# Data for the task
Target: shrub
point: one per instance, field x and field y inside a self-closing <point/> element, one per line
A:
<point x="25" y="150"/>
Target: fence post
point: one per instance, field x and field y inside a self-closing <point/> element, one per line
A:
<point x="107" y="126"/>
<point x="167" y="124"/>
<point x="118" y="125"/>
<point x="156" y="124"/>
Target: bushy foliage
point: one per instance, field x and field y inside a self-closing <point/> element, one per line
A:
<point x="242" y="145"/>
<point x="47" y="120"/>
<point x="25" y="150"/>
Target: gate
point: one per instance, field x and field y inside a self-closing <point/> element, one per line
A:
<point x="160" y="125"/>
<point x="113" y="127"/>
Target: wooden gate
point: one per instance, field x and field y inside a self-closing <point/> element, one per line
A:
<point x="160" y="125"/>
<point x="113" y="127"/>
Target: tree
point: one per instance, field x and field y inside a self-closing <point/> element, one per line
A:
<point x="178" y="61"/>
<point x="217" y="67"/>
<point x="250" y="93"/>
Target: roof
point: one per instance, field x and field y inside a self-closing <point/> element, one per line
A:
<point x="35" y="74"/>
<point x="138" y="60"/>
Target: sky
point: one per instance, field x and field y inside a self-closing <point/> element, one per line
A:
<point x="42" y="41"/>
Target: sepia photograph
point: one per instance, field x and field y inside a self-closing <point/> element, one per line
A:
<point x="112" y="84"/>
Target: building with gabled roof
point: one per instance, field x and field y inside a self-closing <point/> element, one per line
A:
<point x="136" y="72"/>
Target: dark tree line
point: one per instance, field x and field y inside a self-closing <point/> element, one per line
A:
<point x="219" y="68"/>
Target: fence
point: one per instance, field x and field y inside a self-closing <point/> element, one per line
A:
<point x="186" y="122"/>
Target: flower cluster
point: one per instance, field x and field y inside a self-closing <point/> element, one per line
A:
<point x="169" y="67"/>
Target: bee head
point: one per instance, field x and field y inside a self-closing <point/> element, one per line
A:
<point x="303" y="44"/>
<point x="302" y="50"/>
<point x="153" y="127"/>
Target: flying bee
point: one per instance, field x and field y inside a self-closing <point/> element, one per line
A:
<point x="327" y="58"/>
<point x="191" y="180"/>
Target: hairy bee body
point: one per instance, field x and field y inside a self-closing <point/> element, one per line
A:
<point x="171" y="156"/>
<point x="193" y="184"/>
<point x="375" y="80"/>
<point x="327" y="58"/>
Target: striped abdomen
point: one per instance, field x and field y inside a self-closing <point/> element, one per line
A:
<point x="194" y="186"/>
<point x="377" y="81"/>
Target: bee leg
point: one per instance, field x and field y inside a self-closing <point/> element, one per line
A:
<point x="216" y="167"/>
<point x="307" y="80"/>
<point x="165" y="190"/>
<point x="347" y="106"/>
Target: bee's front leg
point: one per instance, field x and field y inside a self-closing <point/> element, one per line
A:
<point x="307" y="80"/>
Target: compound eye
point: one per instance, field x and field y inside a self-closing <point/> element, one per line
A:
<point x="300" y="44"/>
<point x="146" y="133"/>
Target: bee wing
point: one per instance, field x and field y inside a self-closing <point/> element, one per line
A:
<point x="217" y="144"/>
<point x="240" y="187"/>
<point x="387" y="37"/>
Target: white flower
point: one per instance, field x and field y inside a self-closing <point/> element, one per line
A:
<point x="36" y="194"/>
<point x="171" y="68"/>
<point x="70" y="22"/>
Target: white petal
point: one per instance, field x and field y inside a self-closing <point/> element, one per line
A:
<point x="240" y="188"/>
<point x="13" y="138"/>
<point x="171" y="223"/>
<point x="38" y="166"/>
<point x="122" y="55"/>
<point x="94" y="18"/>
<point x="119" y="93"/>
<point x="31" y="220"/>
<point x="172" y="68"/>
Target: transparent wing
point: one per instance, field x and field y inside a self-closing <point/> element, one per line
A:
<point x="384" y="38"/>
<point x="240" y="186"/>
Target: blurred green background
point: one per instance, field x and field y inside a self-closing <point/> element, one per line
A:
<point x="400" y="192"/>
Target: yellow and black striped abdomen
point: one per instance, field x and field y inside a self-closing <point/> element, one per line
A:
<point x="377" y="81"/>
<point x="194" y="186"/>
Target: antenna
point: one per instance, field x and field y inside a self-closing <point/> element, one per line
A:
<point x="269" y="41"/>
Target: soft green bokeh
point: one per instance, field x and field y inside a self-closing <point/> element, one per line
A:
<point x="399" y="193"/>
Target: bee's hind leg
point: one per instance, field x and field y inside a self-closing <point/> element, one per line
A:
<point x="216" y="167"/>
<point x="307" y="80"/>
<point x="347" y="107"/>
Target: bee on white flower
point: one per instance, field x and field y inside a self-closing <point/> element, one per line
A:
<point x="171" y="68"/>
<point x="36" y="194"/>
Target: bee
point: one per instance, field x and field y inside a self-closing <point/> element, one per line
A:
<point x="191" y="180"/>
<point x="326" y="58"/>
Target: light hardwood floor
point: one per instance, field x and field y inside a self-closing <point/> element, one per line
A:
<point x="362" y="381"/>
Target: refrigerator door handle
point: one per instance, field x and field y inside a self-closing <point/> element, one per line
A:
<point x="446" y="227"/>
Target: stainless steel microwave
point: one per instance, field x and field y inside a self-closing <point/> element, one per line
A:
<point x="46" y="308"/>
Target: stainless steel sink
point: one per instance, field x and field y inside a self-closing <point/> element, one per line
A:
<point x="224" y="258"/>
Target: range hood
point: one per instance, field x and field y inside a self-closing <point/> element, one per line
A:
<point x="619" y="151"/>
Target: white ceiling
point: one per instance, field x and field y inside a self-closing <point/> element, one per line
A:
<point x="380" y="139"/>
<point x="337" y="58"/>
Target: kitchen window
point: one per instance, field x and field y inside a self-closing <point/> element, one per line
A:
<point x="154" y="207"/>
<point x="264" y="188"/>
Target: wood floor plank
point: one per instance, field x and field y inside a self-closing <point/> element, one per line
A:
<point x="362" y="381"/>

# Work to be completed
Show all lines in the records above that hold "wing".

# Answer box
Target: bee wing
Target: transparent wing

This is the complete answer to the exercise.